Start of Block
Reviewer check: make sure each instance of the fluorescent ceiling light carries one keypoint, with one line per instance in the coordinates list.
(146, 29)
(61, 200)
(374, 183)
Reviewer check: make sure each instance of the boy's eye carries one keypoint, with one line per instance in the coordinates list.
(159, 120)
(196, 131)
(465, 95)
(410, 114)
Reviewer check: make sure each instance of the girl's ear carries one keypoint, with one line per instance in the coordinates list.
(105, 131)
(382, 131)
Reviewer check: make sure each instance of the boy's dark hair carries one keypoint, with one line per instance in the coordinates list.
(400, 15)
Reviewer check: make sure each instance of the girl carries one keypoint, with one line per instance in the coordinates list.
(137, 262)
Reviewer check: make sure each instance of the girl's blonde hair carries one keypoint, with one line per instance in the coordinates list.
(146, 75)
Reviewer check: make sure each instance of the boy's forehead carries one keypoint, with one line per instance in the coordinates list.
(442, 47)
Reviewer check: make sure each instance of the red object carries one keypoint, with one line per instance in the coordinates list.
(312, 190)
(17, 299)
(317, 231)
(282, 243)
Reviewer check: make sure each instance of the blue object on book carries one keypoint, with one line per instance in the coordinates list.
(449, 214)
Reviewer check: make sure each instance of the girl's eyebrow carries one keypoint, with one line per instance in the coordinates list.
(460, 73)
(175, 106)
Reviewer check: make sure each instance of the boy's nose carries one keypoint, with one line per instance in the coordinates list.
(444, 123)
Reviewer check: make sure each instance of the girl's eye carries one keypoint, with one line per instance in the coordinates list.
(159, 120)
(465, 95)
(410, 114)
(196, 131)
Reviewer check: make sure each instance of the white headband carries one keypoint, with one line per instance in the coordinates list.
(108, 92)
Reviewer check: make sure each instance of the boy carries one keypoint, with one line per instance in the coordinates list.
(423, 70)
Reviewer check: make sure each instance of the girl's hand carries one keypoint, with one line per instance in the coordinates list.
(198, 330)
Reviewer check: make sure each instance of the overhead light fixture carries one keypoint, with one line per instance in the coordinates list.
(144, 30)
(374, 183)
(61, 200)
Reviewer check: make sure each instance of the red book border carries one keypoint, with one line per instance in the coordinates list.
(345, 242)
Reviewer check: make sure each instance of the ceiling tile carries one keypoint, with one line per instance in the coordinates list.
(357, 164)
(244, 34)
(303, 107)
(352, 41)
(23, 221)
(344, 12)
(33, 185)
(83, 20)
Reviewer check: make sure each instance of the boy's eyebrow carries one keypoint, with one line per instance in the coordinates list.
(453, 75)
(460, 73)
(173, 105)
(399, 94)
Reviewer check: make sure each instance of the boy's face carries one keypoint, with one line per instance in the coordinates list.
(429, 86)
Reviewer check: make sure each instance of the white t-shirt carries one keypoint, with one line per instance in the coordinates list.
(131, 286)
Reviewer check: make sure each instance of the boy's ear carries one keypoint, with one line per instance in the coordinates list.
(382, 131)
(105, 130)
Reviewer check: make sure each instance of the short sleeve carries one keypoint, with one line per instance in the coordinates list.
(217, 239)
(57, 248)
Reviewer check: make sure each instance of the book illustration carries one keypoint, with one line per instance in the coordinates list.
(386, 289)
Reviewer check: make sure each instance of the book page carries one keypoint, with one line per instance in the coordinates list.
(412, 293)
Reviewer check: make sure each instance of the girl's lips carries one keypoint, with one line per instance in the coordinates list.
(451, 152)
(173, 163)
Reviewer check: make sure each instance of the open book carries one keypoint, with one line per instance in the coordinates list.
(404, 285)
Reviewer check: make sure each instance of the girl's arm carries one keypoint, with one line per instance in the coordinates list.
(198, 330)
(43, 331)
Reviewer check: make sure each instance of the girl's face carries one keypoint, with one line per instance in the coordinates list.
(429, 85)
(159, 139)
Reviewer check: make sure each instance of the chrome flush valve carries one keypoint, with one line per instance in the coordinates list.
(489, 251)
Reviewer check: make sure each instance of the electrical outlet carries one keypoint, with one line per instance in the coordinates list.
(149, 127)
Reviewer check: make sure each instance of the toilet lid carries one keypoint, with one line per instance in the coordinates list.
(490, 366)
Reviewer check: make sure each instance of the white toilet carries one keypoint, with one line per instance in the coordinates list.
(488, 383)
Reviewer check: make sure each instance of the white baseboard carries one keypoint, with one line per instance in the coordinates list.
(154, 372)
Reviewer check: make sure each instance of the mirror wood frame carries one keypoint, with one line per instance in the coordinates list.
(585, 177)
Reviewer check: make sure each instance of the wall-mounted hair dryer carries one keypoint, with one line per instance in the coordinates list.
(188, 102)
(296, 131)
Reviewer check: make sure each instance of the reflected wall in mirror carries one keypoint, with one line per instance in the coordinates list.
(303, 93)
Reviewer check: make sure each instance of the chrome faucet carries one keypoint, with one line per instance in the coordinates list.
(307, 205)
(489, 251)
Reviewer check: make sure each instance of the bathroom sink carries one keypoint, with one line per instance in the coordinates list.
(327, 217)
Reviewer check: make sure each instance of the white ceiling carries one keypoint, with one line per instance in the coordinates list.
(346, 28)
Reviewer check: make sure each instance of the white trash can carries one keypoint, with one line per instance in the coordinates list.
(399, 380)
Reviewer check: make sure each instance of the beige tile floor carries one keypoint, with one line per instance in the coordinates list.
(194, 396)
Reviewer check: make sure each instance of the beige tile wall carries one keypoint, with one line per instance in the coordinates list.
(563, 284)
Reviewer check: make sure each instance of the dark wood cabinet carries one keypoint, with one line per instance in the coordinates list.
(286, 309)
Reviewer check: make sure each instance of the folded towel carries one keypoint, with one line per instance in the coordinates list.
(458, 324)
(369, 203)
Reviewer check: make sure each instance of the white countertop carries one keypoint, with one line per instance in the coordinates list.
End of Block
TASK ITEM
Reproduce the material above in full, exactly.

TASK OUTPUT
Reviewer check: make sure each instance of the fluorescent ceiling light carries one keypoint, with one line per instance in the coordinates list.
(146, 29)
(61, 200)
(374, 183)
Reviewer check: make sure each instance of the boy's eye carries one keypoint, with one line per instance in the coordinates list.
(159, 120)
(196, 131)
(465, 95)
(410, 114)
Reviewer check: make sure each instance of the girl's ear carries one keypoint, with one line per instance in the coordinates list.
(105, 131)
(382, 131)
Reviewer check: make sure each instance of the boy's dark hair carries one keypoint, with one line per instance in the coordinates list.
(400, 15)
Reviewer check: make sure each instance of the girl carries one keypoint, with one line per instance in the coordinates list.
(137, 262)
Reviewer check: make sure each instance of the girl's blonde hair carries one keypoint, with one line per instance in the coordinates list.
(146, 75)
Reviewer check: make sure each instance of the boy's forehead carries one keypoint, with one line per instance in the coordinates list.
(442, 47)
Reviewer check: make sure each instance of the red object carries one keypoint, with one line per instance in the coordinates list.
(312, 190)
(17, 299)
(317, 231)
(282, 243)
Reviewer check: make sure each instance of the blue object on book carries one keypoint, with one line per instance in the coordinates list.
(449, 214)
Reviewer check: make sure each instance of the girl's eyebrow carries one keypoint, with one line per instance in the coordinates list.
(460, 73)
(175, 106)
Reviewer check: make sure each instance of the boy's nose carries one keypoint, with one line per instance in the coordinates list.
(444, 123)
Reviewer check: make sure each instance of the girl's eye carries one keypoint, with one line per instance in the coordinates list.
(159, 120)
(465, 95)
(410, 114)
(196, 131)
Reviewer check: make sure each instance of the white headband carries one keypoint, with one line per instance in the coordinates list.
(108, 92)
Reviewer check: make sure each instance of the boy carries one keypoint, with one line per instance in the coordinates list.
(423, 70)
Reviewer check: make sure each instance of the girl's hand carries one keypoint, with one line per instance in the coordinates list.
(198, 330)
Reviewer check: make sure each instance of the overhead light fixture carries one keypoint, with one line per instance in the coordinates list.
(144, 30)
(374, 183)
(61, 200)
Reviewer check: make sure each instance of the red book border carries one keypoint, with one line per instance in the coordinates list.
(345, 242)
Reviewer check: make sure each instance of the ceiling tile carries one keypoint, with one line per instance in the coordinates list.
(357, 164)
(244, 34)
(303, 107)
(352, 41)
(23, 221)
(344, 12)
(33, 185)
(83, 20)
Reviewer check: make sure each instance of the boy's eyebrow carries one keypoint, with one line per instance in the coordinates list.
(453, 75)
(460, 73)
(173, 105)
(399, 94)
Reviewer check: make sure each instance of the boy's face carries one keypoint, with one line per instance in the coordinates list.
(429, 86)
Reviewer check: make sure each instance of the white t-shirt carries one keypoint, with one line per instance in the coordinates list.
(131, 286)
Reviewer check: make sure each instance of the boy's ear carries one keypoint, with one line per instance in the coordinates list.
(382, 131)
(105, 130)
Reviewer check: make sure each instance of the short sleeve carries one keypoint, with one line per instance in the coordinates list.
(217, 239)
(57, 248)
Reviewer check: make sure each instance of the book illustration carries one keypoint, with one line per instance in the coordinates list.
(386, 289)
Reviewer check: make sure each instance of the book page carries one keypoint, with one line per instance in the coordinates list.
(412, 293)
Reviewer check: make sure each instance of the girl's lips carries one keypoint, with one line per instance in the coordinates list.
(451, 152)
(173, 163)
Reviewer check: make sure each instance of the open book carries one keypoint, with one line per instance in the coordinates list.
(404, 285)
Reviewer check: make sure each instance of the girl's arm carries one keypoint, with one line per instance in the coordinates list.
(198, 330)
(43, 331)
Reviewer check: make sure each instance of the girl's face carries one keypoint, with one line per instance in the coordinates list.
(429, 85)
(159, 139)
Reviewer check: make sure each instance of the chrome flush valve carries one keypoint, with one line per instance in the coordinates list.
(489, 251)
Reviewer check: make sure each instance of the electrical outlet carries one keypoint, with one line per instance in the coordinates list.
(149, 127)
Reviewer check: make sure each instance of the toilet lid carries one keypoint, with one line per instance in the coordinates list.
(490, 366)
Reviewer check: make sure each instance of the white toilet carries one keypoint, with one line per instance in the coordinates list.
(488, 383)
Reviewer check: make sure each instance of the white baseboard carries one keypoint, with one line per instance in the coordinates list.
(154, 372)
Reviewer check: make sure each instance of the mirror wood frame carries one keypoint, with one line per instance in the coordinates list.
(585, 177)
Reviewer check: make sure each instance of the wall-mounted hair dryer carries one keypoint, with one line per instance in the coordinates list.
(188, 102)
(296, 131)
Reviewer check: make sure each instance of the reflected wall in mirror carries one keypoint, with one line per instance in the coordinates list.
(303, 93)
Reviewer check: make sure each instance of the chrome faucet carries one keypoint, with one line per instance in the coordinates list.
(307, 205)
(489, 251)
Reviewer check: make sure each instance of the bathroom sink carries one keypoint, with one line per instance in the coordinates list.
(327, 217)
Reviewer check: make sure each instance of the white ceiling carries one keypoint, with one line per instance in the coordinates list.
(346, 28)
Reviewer check: make sure each instance of the white trash can carries one keypoint, with one line per instance in the coordinates list.
(399, 380)
Reviewer check: make sure each instance of the beige tile floor carries one keypoint, with one line per instance in the coordinates list.
(194, 396)
Reviewer check: make sure each instance of the beige tile wall carries one keypoint, with one line per instance in the coordinates list.
(563, 284)
Reviewer check: make sure each instance of the dark wood cabinet carries one keypoint, with one line per instance in the coordinates list.
(286, 309)
Reviewer check: make sure each instance of the folded towel carries one keypoint, with one line per instance in the coordinates list.
(458, 324)
(369, 203)
Reviewer check: make sure each instance of the white countertop carries one keypoint, with one line per instance in the coordinates list.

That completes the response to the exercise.